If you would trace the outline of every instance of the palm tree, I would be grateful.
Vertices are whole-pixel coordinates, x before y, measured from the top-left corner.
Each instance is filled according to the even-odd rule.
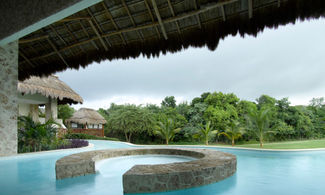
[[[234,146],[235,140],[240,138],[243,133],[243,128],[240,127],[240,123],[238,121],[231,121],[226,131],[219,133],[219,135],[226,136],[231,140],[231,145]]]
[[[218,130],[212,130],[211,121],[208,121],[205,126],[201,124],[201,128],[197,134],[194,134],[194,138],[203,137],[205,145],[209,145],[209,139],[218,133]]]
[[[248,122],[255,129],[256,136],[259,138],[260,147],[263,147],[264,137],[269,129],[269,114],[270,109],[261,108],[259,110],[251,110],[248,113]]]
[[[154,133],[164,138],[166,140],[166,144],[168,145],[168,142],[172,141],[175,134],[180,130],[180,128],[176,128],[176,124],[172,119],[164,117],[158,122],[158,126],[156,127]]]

• [Exercise] Transcribe the listing above in full. Pictures are not part of the copy.

• [Response area]
If you would trace the outline of every instance of the palm tree, I would be grateful.
Vertices are whole-pixel coordinates, x before y, measured from the top-left corner.
Each instance is filled according to the even-odd rule.
[[[234,146],[235,140],[240,138],[243,133],[243,128],[240,127],[240,123],[238,121],[231,121],[226,131],[219,133],[219,135],[226,136],[231,140],[231,145]]]
[[[218,130],[212,130],[211,121],[208,121],[205,126],[201,124],[201,128],[197,134],[194,134],[194,138],[203,137],[205,145],[209,145],[209,139],[218,133]]]
[[[248,122],[255,129],[256,136],[259,138],[260,147],[263,147],[264,137],[269,129],[269,114],[270,109],[261,108],[259,110],[251,110],[248,113]]]
[[[154,133],[164,138],[166,140],[166,144],[168,145],[168,142],[172,141],[175,134],[180,130],[180,128],[176,128],[176,124],[172,119],[164,117],[158,122],[158,126],[156,127]]]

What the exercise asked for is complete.